**WHAT YOU SHOULD DO:** Starting at the top line, return each entry word for word.

**EXERCISE DATA:**

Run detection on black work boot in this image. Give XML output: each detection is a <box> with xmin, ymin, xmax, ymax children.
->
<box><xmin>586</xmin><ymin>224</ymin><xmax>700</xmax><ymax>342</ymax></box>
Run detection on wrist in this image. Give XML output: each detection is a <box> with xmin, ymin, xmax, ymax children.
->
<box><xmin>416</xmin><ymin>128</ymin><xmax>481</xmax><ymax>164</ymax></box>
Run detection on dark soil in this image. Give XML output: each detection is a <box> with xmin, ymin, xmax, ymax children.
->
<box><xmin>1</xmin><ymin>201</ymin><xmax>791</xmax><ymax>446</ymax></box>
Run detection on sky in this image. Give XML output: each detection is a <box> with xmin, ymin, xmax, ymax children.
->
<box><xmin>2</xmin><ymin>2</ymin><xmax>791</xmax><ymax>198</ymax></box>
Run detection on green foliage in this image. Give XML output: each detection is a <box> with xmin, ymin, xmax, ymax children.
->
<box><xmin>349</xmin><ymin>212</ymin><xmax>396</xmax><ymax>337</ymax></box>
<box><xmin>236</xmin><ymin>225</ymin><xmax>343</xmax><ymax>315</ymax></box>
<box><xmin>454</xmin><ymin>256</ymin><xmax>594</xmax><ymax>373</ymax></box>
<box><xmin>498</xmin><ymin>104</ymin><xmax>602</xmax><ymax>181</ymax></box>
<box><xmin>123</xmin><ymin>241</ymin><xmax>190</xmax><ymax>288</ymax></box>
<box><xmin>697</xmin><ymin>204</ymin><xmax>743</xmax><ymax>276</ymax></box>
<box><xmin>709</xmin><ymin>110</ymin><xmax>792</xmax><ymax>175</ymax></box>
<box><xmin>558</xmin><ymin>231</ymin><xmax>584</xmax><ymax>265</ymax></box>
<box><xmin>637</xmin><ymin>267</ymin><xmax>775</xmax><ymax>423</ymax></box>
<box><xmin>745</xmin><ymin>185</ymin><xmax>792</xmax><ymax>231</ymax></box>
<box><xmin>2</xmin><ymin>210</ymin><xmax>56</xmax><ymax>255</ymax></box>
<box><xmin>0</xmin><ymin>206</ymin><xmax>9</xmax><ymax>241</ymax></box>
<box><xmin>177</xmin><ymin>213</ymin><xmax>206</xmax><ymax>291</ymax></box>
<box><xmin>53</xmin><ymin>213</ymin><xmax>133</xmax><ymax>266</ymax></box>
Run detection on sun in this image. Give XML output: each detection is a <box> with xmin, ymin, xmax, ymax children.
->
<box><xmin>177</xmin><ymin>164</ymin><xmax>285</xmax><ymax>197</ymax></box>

**WRITTEN SOLUTION:**
Run detection on black work boot in this image. Give XML output: each detection is a <box> with xmin, ymin, xmax, ymax children.
->
<box><xmin>586</xmin><ymin>224</ymin><xmax>700</xmax><ymax>342</ymax></box>
Run detection on wrist in this image. Give XML output: each detection is a <box> with xmin, ymin, xmax, ymax children.
->
<box><xmin>416</xmin><ymin>128</ymin><xmax>481</xmax><ymax>164</ymax></box>
Run detection on dark soil in this image. Give XML output: each detection is a <box> with xmin, ymin, xmax, ymax children.
->
<box><xmin>1</xmin><ymin>201</ymin><xmax>791</xmax><ymax>446</ymax></box>
Run detection on sky in this image. Give XML output: each detection is a <box> with xmin, ymin, xmax, ymax children.
->
<box><xmin>2</xmin><ymin>2</ymin><xmax>791</xmax><ymax>198</ymax></box>
Run detection on green foliage in this image. Give XML output: each detection is a <box> with xmin, ymin, xmax, ymax children.
->
<box><xmin>349</xmin><ymin>212</ymin><xmax>396</xmax><ymax>337</ymax></box>
<box><xmin>236</xmin><ymin>225</ymin><xmax>343</xmax><ymax>315</ymax></box>
<box><xmin>454</xmin><ymin>256</ymin><xmax>594</xmax><ymax>373</ymax></box>
<box><xmin>498</xmin><ymin>104</ymin><xmax>602</xmax><ymax>181</ymax></box>
<box><xmin>123</xmin><ymin>241</ymin><xmax>190</xmax><ymax>288</ymax></box>
<box><xmin>697</xmin><ymin>204</ymin><xmax>743</xmax><ymax>276</ymax></box>
<box><xmin>709</xmin><ymin>110</ymin><xmax>792</xmax><ymax>175</ymax></box>
<box><xmin>558</xmin><ymin>231</ymin><xmax>584</xmax><ymax>265</ymax></box>
<box><xmin>637</xmin><ymin>267</ymin><xmax>775</xmax><ymax>423</ymax></box>
<box><xmin>745</xmin><ymin>185</ymin><xmax>792</xmax><ymax>231</ymax></box>
<box><xmin>2</xmin><ymin>210</ymin><xmax>56</xmax><ymax>255</ymax></box>
<box><xmin>0</xmin><ymin>206</ymin><xmax>9</xmax><ymax>241</ymax></box>
<box><xmin>177</xmin><ymin>213</ymin><xmax>206</xmax><ymax>291</ymax></box>
<box><xmin>53</xmin><ymin>213</ymin><xmax>133</xmax><ymax>266</ymax></box>
Run detection on sun in this image. Give XML output: each detection is a <box> with xmin, ymin, xmax, ymax children.
->
<box><xmin>177</xmin><ymin>164</ymin><xmax>285</xmax><ymax>197</ymax></box>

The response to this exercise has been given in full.